--- Begin Source excerpt ---

When I look back on my childhood, my student years, my two decades as a teacher, and my time as an MSP, I can see where lives were changed and where they were blighted. I believe there are some basics that need to be relearned.

Strathclyde Regional Council was much maligned in some quarters but decisions made there meant, for example, a six-year secondary school on the island of Tiree, and a redistribution of resources not just to fragile and remote communities but also actively into poor disadvantaged urban areas too. There was groundbreaking work on childcare, on child development, on support for those denied educational and economic opportunities. Glasgow City Council in the 1980s led the charge in reinventing a post-industrial city and building international recognition as a conference centre and a place of cultural and sporting excellence.

There were local authorities across the country managing to be imaginative and ambitious, even when the UK government was presiding over economic and social devastation. I recall councillors talking of the need for them to be a dented shield, doing their best to protect citizens from that devastation.

And while for some the Scottish Parliament was an assertion of nationhood, a stage on a journey, there were many like me who saw it as a means of bringing power closer, of ensuring that decisions were shaped by a fuller understanding of people’s lives and by those who would live with the consequences of the decisions made. Indeed, the Cooperative movement and many community organisations which had long advocated the decentralisation of power and a greater diversity in economic and social policy thinking saw the Scottish Parliament as having a pivotal role in making that happen.

In the early days of the Parliament we saw support for the voluntary sector, for the social economy and for cooperative development. There was an appreciation of the work of housing cooperatives and associations as a means to community and economic regeneration. We saw schemes to disperse civil service jobs out of the central belt. And here’s that ‘golden castle on the hill’ alert again: they did not all work. The tensions between levels of government with their own democratic authority; the pressure to direct resources to deliver on Scottish Parliament priorities; the challenge of the postcode lottery for those receiving services – these, combined with a regrettable attitude in some parts of the civil service that local authorities were just another ‘delivery agent’ meant that battle lines were drawn and the serious work of collaboration was largely abandoned.

With the constitutional debate taking centre stage, there was an inevitability that policy discussions became proxies for that debate – did it help or hinder the argument for independence? – rather than being judged on their own merits.

--- End Source excerpt ---
--- Begin Listing ---

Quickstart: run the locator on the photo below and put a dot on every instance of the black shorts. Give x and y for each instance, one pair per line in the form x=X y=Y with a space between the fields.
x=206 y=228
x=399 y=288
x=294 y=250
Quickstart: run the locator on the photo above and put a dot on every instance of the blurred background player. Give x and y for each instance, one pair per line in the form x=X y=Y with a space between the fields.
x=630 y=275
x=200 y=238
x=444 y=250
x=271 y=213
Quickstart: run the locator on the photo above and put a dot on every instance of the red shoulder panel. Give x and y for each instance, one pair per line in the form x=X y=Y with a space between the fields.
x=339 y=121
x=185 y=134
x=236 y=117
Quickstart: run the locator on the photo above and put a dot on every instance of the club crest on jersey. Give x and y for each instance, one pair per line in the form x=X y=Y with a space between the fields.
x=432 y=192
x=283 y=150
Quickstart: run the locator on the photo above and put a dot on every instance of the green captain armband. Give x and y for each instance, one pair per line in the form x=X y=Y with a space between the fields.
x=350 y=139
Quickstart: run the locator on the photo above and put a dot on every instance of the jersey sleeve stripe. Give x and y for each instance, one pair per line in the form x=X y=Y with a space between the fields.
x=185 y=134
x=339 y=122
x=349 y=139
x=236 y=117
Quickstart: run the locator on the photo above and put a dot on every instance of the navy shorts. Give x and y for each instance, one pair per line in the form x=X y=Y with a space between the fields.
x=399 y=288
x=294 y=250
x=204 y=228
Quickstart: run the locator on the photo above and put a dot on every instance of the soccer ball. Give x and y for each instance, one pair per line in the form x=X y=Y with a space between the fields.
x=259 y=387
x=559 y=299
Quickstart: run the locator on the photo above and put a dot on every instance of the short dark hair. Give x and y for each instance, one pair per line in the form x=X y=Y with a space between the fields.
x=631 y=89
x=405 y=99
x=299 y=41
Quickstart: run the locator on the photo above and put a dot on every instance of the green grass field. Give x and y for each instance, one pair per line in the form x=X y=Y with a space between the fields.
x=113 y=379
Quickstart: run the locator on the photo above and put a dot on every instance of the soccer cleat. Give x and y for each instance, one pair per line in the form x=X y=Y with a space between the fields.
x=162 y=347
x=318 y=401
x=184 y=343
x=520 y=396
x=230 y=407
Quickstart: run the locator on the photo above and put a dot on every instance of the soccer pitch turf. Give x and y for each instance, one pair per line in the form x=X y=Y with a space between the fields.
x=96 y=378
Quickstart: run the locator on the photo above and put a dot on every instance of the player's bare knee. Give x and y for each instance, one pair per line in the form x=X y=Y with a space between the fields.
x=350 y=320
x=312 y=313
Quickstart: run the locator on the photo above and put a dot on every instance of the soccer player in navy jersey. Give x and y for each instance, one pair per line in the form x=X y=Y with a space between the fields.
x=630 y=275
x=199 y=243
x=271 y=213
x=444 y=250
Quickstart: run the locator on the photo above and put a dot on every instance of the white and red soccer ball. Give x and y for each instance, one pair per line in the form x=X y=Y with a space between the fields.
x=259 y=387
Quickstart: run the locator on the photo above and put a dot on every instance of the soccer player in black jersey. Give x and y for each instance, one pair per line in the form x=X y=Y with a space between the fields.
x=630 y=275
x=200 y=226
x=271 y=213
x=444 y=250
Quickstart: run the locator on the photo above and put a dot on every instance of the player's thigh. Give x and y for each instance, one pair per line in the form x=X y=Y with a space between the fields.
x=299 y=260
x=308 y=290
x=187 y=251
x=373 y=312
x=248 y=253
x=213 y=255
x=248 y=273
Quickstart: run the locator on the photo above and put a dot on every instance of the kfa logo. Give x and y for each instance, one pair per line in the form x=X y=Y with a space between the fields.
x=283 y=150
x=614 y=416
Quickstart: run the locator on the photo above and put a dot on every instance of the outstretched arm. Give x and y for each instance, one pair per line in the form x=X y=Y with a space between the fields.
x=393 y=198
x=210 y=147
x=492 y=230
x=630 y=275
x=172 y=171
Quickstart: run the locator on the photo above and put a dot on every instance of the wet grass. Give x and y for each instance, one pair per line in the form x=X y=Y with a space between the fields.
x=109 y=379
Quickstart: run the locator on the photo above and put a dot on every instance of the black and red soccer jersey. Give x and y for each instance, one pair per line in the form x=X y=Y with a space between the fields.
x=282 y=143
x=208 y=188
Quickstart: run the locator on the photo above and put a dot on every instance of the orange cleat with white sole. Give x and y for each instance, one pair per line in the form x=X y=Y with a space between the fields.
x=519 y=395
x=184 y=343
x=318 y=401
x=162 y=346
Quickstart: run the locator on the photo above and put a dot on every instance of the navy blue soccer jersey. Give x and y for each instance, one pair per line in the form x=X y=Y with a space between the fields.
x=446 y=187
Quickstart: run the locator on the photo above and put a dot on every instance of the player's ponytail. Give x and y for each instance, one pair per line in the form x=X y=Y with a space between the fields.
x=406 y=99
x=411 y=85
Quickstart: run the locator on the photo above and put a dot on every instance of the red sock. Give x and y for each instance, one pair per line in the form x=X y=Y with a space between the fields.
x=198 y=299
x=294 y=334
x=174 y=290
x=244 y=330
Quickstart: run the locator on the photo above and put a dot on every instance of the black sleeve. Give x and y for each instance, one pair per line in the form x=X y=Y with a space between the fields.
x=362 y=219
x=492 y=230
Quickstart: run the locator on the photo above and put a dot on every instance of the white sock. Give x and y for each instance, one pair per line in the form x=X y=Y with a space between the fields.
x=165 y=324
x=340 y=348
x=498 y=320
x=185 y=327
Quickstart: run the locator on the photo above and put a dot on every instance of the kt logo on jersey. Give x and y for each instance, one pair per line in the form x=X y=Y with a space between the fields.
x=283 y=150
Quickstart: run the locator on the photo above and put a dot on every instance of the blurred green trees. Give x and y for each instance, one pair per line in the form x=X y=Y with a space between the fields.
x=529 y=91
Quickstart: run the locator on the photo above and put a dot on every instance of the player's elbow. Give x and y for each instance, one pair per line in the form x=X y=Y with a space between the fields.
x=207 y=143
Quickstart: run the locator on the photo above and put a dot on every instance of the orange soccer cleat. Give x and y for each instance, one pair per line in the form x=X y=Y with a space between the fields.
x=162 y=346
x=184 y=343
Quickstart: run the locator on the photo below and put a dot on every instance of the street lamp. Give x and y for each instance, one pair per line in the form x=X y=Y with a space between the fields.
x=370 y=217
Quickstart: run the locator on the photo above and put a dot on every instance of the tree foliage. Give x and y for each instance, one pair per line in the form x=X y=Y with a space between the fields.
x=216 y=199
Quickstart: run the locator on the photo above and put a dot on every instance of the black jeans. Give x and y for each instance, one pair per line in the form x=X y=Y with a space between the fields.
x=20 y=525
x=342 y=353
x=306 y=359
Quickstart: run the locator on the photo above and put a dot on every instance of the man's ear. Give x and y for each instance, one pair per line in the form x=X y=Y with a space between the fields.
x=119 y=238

--- End Listing ---

**Instruction 1:** Format the records from the line containing "of the club" through the line containing "x=350 y=139" as a JSON list of strings, with one string per line and any blank lines dropped.
**Instruction 2:** Pick up the reflection on Scottish councils and the Parliament where it stops, and continue it.

**Final result 1:**
[
  "Quickstart: run the locator on the photo above and put a dot on every instance of the club crest on jersey. Give x and y for each instance, one pair per line in the form x=X y=Y with a space between the fields.",
  "x=432 y=192",
  "x=283 y=150",
  "Quickstart: run the locator on the photo above and put a dot on every instance of the green captain armband. Give x and y for each instance, one pair per line in the form x=X y=Y with a space between the fields.",
  "x=350 y=139"
]

**Final result 2:**
And we are now, I would argue, in the worst of all worlds. The Scottish Parliament, decentralised from an inflexible and often indifferent central government, has overseen a Scotland far more centralised, with councils, government agencies and third-sector and other organisations very clearly told the limits of their independence of action or argument. The change that comes from argument and discourse is gone, with only the certainty of those at the centre remaining.

Gone is the philosophy of the dented shield in tough times, as are regional economic and social action. Job dispersal as a means of sustaining fragile communities is no longer even a footnote. And absent too is the focus on delivery, on the long haul. Left behind is ‘live in the moment, one size fits all’ policy (even when it is wrapped in the clothes of empowerment). The performance of concern is everything. But the libraries that sustained children like me are shut down or rarely open. The social and economic initiatives that sought to sustain and regenerate communities have disappeared. The very services that protect and support individuals and families are largely hollowed out.

So, yes, we need to talk about where power should rest and which power should be exercised by whom and to what purpose. But more than anything we need to get serious. Basic stuff. Understand the problems. Understand their causes. Work to find solutions. Resource and monitor and develop those solutions. And cut out the bit where getting credit for seeming to care trumps all. Judging effective government by the results in people’s lives rather than a spun ‘line to take’ is tougher. Long-term, systematic and rigorous planning is less glamorous than endless initiatives announced with great fanfare. But we surely have had enough of aspiration running into the sand, of projects disappearing when the spotlight has gone. As I said: basics; seriousness of purpose. Unheralded and undervalued on Twitter maybe. But the great upside – the child who thrives, the adult who achieves, the vulnerable person who is safe, that matters far more.

Johann Lamont is a former teacher (1979-99) and retired MSP  (1999-2022). She was leader of the Scottish Labour Party from 2011 to 2014.